What to do:
a – In the forum discussion about elf populations, how does the writer say dark elves could maintain their standard of living?
b – Rewrite the paragraph of the forum discussion about elf populations that begins "It certainly makes sense that the dwarves" more briefly, keeping its main facts.
c – Carry on the forum discussion about elf populations from where it stops.

Is This How Elves Live?

Kid Charlemagne said:
The elves' long lifespans should help them here - as they live so long, their numbers will increase slowly, allowing them the tiem to adapt to the increasing numbers.
Well, more accurately, their long lifespans work against them, but their slow maturity works for them -- so they should be in the same boat as pre-modern humans, who could not help but grow their population until conditions were miserable enough that deaths matched births.

Or elves could maintain a high standard of living -- largely determined by the ratio of food-bearing land to food-consuming mouths -- via contraception. Dark elves could maintain theirs via infanticide.
Kid Charlemagne said:
Incremental improvements in their management of their food supply will solve their issues, whereas a short-lived and fecund race like orcs (or for that matter, relatively speaking, humans) will experience population explosions that will tax their immediate surroundings, forcing them to expand their terrritory and come into conflict with other races or cultures.
The elves would have to improve their "crop" yields at a faster rate than their population growth, which would imply constant progress, or negligible reproduction, which seems unnatural, or high mortality from something. (Hmm... What does "sailing to the west" really mean?)
 

log in or register to remove this ad

Kid Charlemagne said:
In my own campaign, the dwarves trade for the resources they need. They have the gold, the silver, and the gems, and they use it to buy the things they can't grow themselves.
It certainly makes sense that the dwarves would have a near-monopoly on valuable things coming out of the ground -- but that implies a not-so-reclusive existence. On the other hand, precious metals and stones are value-dense and non-perishable, so they wouldn't need to be on a major trade route with regular caravans visiting.
Kid Charlemagne said:
I suppose if you want to more directly use the Jomon as an template for underdark dwarves, you could have your dwarves living on the edges of a vast underground lake or river that teems with fish. Rare lichens might be very high in nutritional value.

Entries supplied:
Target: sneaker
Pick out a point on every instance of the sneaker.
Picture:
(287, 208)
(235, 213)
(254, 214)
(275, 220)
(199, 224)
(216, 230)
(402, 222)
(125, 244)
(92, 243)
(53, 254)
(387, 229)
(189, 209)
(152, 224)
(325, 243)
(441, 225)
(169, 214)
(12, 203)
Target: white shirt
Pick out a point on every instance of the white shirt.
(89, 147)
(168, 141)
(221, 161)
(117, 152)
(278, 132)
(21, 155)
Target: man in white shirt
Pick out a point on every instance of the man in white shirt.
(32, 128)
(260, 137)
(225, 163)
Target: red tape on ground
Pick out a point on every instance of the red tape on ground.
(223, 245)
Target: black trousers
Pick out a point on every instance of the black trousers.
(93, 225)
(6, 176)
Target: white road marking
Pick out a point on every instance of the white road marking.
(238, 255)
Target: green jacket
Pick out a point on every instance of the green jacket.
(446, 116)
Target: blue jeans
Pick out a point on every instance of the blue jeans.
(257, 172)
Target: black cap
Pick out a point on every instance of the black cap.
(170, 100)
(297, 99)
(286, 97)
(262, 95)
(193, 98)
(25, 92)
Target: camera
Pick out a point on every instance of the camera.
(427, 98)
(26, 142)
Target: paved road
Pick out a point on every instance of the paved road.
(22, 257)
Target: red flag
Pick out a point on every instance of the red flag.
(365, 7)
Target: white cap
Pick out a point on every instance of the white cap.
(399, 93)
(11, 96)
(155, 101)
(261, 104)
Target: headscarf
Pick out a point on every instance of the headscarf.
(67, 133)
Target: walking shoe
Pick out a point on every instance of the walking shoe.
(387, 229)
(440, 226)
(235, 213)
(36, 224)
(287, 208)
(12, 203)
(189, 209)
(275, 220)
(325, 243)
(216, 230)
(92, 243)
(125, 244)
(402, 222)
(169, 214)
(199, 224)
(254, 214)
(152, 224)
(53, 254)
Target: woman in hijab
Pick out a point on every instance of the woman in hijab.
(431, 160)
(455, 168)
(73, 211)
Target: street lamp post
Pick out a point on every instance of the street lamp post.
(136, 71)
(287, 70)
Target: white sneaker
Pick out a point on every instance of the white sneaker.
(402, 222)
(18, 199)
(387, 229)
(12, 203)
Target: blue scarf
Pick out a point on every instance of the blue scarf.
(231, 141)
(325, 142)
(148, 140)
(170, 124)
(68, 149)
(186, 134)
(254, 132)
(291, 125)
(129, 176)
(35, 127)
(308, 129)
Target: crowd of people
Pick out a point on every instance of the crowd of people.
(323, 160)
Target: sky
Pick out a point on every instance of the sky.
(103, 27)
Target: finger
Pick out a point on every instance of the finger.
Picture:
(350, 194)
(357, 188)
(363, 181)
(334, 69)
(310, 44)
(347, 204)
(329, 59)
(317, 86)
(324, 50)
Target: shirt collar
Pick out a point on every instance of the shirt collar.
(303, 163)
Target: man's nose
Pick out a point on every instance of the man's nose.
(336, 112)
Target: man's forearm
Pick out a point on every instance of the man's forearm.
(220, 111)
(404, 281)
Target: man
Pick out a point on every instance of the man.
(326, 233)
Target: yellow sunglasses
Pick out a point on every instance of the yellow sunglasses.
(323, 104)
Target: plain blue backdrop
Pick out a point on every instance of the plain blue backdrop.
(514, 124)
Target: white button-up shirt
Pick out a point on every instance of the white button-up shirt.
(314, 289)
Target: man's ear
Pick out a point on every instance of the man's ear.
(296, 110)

Results of the exercise:
a – Dark elves could maintain it through infanticide.

b – Dwarves would plausibly hold a near-monopoly on valuables from the ground, which implies they are not very reclusive. However, precious metals and stones are value-dense and do not perish, so dwarves would not need to sit on a major trade route with regular caravans.

c –
Are there any real-world analogs to this? Does anything grow in deep, deep caves?
 

mmadsen said:
It certainly makes sense that the dwarves would have a near-monopoly on valuable things coming out of the ground -- but that implies a not-so-reclusive existence. On the other hand, precious metals and stones are value-dense and non-perishable, so they wouldn't need to be on a major trade route with regular caravans visiting.

My dwarves are not so reclusive and more lawful neutral than standard. They had an expansive kingdom some time ago and made use of slaves (some human but primarily goblin - hence the goblin hate for dwarves) and tributary realms. Now, their tributary kingdoms have mostly revolted, and the dwarven kingdom itself has split into three (one of which has been taken over by the obligatory dragon). Now, rather than their previous feudal methods, they've moved into the beginnings of a financial kingdom, becoming financiers.

mmadsen said:
Are there any real-world analogs to this? Does anything grow in deep, deep caves?

I can't think of anything. Or at least not enough to support a civilization; but I don't mind making that much of a leap.
 

mmadsen said:
Are there any real-world analogs to this? Does anything grow in deep, deep caves?

You get microorganisms and crustacenas in deep caves, but generally food is scarce in real caves and insufficeint to support large creatures. However the deepsea does set some precedent with organisms that survive by Chemosynthesis.

It is possible (in fact probable) that in damp geothermally active sections of the underdark the underdark chemosynthetic organisms have evolved which are able to support the underdark ecology. I would suppose the existence of rivers, even seas full of nutrient rich chemosynthetic slime flowing through the underdark and providing habitat replete with giant tubeworms, giant protozoan oozes, enormous molluscs and abberant crustaceans (even Aboleths).

Dwarfs having evolved to process these sulfur rich foods would have a very different metabolism to humans (and terrible flatulence)
 

Tonguez said:
Dwarfs having evolved to process these sulfur rich foods would have a very different metabolism to humans (and terrible flatulence)
Well, one could assume that's why they so often have charisma penalties.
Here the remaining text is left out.